WHAT THE EXERCISE ASKS
Taking the line that contains "For every instance of the white dress" as the starting point, give again exactly every line up to and including the last line of the records below.
[RECORDED DATA Boundary: Start]
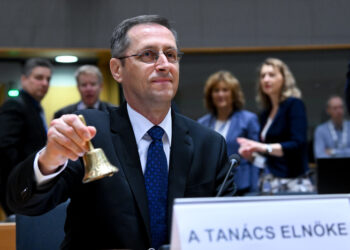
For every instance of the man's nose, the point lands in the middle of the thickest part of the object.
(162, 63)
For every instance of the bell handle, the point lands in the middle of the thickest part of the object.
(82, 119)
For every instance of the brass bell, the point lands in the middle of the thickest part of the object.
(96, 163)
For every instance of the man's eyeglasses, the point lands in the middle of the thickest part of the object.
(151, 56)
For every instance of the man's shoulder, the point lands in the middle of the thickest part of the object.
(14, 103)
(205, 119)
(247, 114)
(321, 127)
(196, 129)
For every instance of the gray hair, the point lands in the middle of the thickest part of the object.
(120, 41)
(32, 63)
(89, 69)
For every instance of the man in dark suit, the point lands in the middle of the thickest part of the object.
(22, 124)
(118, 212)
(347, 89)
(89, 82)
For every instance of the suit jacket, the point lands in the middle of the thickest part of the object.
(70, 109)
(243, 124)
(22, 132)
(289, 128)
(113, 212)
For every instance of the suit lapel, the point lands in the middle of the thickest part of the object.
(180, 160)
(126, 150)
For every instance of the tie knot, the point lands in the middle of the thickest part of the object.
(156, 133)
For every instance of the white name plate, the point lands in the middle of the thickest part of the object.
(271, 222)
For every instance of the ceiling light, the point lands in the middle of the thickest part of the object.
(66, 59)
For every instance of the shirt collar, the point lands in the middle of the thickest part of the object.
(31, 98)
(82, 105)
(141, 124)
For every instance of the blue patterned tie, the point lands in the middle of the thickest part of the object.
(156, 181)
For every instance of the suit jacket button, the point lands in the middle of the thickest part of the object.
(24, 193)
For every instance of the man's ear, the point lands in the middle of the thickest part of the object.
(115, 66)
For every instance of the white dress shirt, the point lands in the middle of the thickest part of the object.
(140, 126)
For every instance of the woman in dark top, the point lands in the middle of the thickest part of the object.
[RECORDED DATA Boundary: End]
TASK RESULT
For every instance of the white dress shirt, the point lands in the middle of the thickest part of the object.
(140, 126)
For every instance of the woman in dark top, the point lands in the middle of the thickest part of the object.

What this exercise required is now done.